→ Stated task a
In the article about Introducing Fish Taco, where did Hanf and Carmody first meet?

→ Supplied passage
Comedy introducing_fish_taco-40-2

Published on September 23rd, 2012 | by Jessica Mickey


Introducing Fish Taco Gets Epic

Introducing Fish Taco is supposed to be on a Firefly vodka bus right now, touring the country with Rascal Flatts. This is not a joke.

Unfortunately, due to a sponsorship conflict (alcohol and car insurance don’t mix), the tour fell through. Still, for a couple of kids that started out busking on the corner of King and Calhoun streets downtown just a few years ago, it’s pretty impressive to even think about them being presented with such an opportunity. This Thursday night (Sept. 27), Rascal Flatts takes to the stage in Columbus, Ga., as Dan Hanf and Charles Carmody strap on their guitars at Theatre 99 for their second time out with Introducing Fish Taco: The Musical. Sorry Columbus, but Charleston wins.

Hanf and Carmody, now both 23, met at a church camp when they were in the tenth grade, but it wasn’t until later that their mutual interest in music inspired them to start playing together, first at the Mt. Pleasant Town Center and eventually in front of Moe’s Southwest Grill downtown.

“The name came because Moe’s had this big poster in their window that said ‘Introducing Fish Taco.’ So we thought, ‘free advertising!’” Carmody laughs.

The freedom of the street and their playful friendship allowed them to experiment and basically act like a couple of goofy high school kids, always trying to make the other laugh.

“We came upon comedy accidentally,” Carmody explains. “We didn’t write songs. We would just go out there with nothing and then play for three hours.”

→ Stated task b
In every one of the rows below, change "keypoint" to "marker" and leave all other wording untouched. Return the rows without the pictures.

→ Data rows
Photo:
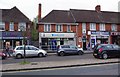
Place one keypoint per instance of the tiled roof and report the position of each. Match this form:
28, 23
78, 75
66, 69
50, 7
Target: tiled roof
13, 15
94, 16
58, 16
75, 15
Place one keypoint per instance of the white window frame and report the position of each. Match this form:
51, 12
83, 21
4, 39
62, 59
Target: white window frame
83, 27
58, 26
11, 26
68, 28
47, 27
102, 27
21, 25
2, 26
92, 26
114, 27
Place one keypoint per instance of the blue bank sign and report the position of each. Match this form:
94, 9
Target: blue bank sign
59, 35
100, 33
12, 35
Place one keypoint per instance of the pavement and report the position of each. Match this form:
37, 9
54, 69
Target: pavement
55, 64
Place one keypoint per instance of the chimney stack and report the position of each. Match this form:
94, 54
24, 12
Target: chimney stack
98, 8
39, 12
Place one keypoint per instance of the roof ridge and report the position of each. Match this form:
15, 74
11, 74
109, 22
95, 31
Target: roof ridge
94, 10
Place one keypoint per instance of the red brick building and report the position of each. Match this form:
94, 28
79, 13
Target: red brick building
78, 27
12, 22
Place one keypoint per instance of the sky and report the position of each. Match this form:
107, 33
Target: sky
30, 7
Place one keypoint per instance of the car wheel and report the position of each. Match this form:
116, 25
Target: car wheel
80, 53
18, 56
61, 53
40, 55
104, 56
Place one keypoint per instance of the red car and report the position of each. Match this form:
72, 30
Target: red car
3, 55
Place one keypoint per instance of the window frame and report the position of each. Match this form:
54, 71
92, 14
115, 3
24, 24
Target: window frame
59, 28
21, 24
11, 26
47, 27
102, 27
83, 27
114, 27
68, 28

→ Final answer a
At a church camp, when they were in the tenth grade.

→ Final answer b
Photo:
Place one marker per instance of the tiled roof and report the position of each. Match this form:
28, 23
78, 75
66, 69
50, 7
Target: tiled roof
13, 15
94, 16
58, 16
75, 15
Place one marker per instance of the white window frame and report the position of each. Match this form:
51, 12
83, 21
4, 39
62, 59
Target: white window frame
83, 27
58, 26
11, 26
68, 28
47, 27
102, 27
21, 25
2, 26
92, 26
114, 27
Place one marker per instance of the blue bank sign and report the position of each. Match this form:
94, 9
Target: blue bank sign
59, 35
100, 33
12, 35
Place one marker per instance of the pavement and report the position of each. Match this form:
37, 9
54, 69
Target: pavement
55, 64
Place one marker per instance of the chimney stack and report the position of each. Match this form:
94, 54
24, 12
Target: chimney stack
98, 8
39, 12
Place one marker per instance of the roof ridge and report the position of each. Match this form:
15, 74
11, 74
109, 22
95, 31
Target: roof ridge
94, 10
Place one marker per instance of the red brick building and report the position of each. Match this form:
94, 28
79, 13
Target: red brick building
78, 27
12, 22
Place one marker per instance of the sky and report the position of each. Match this form:
107, 33
Target: sky
30, 7
Place one marker per instance of the car wheel and report the position of each. Match this form:
116, 25
Target: car wheel
80, 53
18, 56
61, 53
40, 55
104, 56
Place one marker per instance of the red car and report the position of each. Match this form:
72, 30
Target: red car
3, 55
Place one marker per instance of the window frame and report the position of each. Match this form:
54, 71
92, 14
115, 3
24, 24
Target: window frame
59, 28
21, 24
11, 26
47, 27
102, 27
83, 27
114, 27
68, 28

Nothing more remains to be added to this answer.